• Consigna:
¿Qué escritores sirvieron en algún servicio de inteligencia, según el texto sobre el género de espionaje, y dónde sirvió cada uno?

• Texto de lectura:
######

Hemos asistido a dos estrategias básicas: apelar a la nostalgia o colocar la lente sobre el más rabioso presente. Un espionaje que se vuelca en los métodos de la vieja escuela y en el mundo anterior a la desintegración del bloque comunista, otro que se decanta por el actual panorama de intrigas internacionales y por un mundo definido por el capitalismo global y las posibilidades de la tecnología. En su calidad de maestro de maestros, de viejo zorro de un género que ha ido innovando con cada nuevo libro, definiendo su evolución y, por tanto, dando testimonio de las sucesivas alteraciones en los campos de fuerzas geopolíticas desde la Guerra Fría hasta nuestros días, John Le Carré supone la referencia indiscutible. Sólo por el hecho de haber sido abandonado por su madre y descubierto de adulto que su padre era un estafador, albergaba motivos para interesarse por aspectos tan afines al espionaje como la traición y la mentira, pero más crucial que esto fue su condición de agente del MI6, especialmente su paso por Berlín en los años 70. Le Carré se suma a una generación de pioneros que batieron personalmente los huevos antes de hacer la tortilla. A ella pertenecen, entre otros, Ian Fleming, padre del agente secreto más famoso del planeta, James Bond, que sirvió en la Inteligencia Naval Británica, Somerset Maugham, cuyos relatos fundacionales Ashenden, publicados en 1928, estuvieron precedidos por un breve paso por el Servicio de Inteligencia Británico durante la Revolución Rusa, y de Graham Greene, ya que el autor de El tercer hombre acató las órdenes directas del futuro desertor a la URSS Kim Philby en la Subsección de Asuntos Ibéricos, ocupación, dicho sea de paso, que calificó de "estúpida y absurda".

######

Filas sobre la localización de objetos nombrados

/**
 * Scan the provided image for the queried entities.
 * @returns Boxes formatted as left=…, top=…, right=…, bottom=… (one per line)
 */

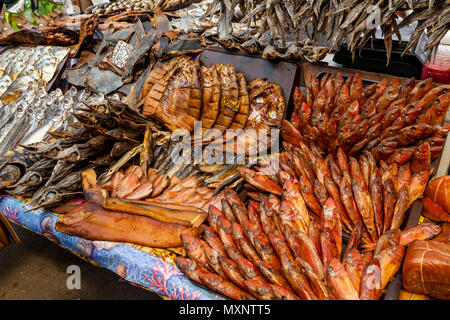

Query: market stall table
left=0, top=196, right=224, bottom=300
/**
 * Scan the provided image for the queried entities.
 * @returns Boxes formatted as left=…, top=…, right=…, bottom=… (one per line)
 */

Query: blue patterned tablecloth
left=0, top=195, right=224, bottom=300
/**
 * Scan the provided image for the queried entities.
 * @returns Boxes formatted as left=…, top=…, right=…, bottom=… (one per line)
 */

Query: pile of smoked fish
left=86, top=0, right=192, bottom=15
left=206, top=0, right=449, bottom=64
left=175, top=188, right=441, bottom=300
left=175, top=74, right=450, bottom=300
left=140, top=56, right=286, bottom=136
left=276, top=73, right=450, bottom=245
left=55, top=166, right=220, bottom=249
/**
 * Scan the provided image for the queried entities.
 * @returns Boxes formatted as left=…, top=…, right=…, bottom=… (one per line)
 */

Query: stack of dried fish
left=55, top=170, right=207, bottom=248
left=0, top=46, right=69, bottom=104
left=0, top=87, right=83, bottom=156
left=98, top=165, right=220, bottom=211
left=175, top=189, right=441, bottom=300
left=64, top=12, right=203, bottom=97
left=135, top=56, right=285, bottom=189
left=86, top=0, right=190, bottom=15
left=3, top=90, right=165, bottom=207
left=238, top=141, right=431, bottom=250
left=208, top=0, right=450, bottom=62
left=282, top=73, right=450, bottom=160
left=8, top=5, right=64, bottom=29
left=140, top=56, right=285, bottom=135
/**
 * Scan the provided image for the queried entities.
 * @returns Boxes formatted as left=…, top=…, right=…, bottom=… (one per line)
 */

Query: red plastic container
left=421, top=45, right=450, bottom=84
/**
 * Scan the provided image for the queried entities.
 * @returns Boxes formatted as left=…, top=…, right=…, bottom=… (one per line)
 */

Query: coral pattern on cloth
left=0, top=196, right=226, bottom=300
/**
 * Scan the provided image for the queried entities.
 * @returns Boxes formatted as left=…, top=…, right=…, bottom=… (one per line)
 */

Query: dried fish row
left=1, top=95, right=169, bottom=208
left=282, top=73, right=450, bottom=161
left=207, top=0, right=450, bottom=64
left=86, top=0, right=188, bottom=14
left=175, top=188, right=442, bottom=300
left=0, top=46, right=69, bottom=104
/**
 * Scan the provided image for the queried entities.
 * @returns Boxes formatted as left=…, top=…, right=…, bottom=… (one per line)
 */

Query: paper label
left=223, top=96, right=239, bottom=111
left=109, top=40, right=133, bottom=69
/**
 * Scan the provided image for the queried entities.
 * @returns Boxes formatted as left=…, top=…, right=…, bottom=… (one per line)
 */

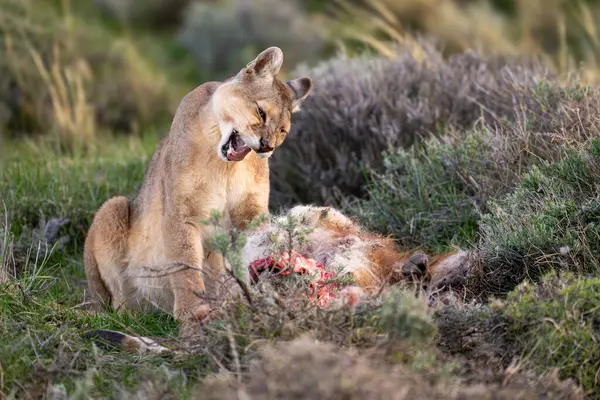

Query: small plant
left=270, top=41, right=600, bottom=207
left=471, top=140, right=600, bottom=296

######

• Respuesta:
- John Le Carré: fue agente del MI6 y estuvo en Berlín en los años 70.
- Ian Fleming: sirvió en la Inteligencia Naval Británica.
- Somerset Maugham: pasó brevemente por el Servicio de Inteligencia Británico durante la Revolución Rusa.
- Graham Greene: trabajó a las órdenes de Kim Philby en la Subsección de Asuntos Ibéricos.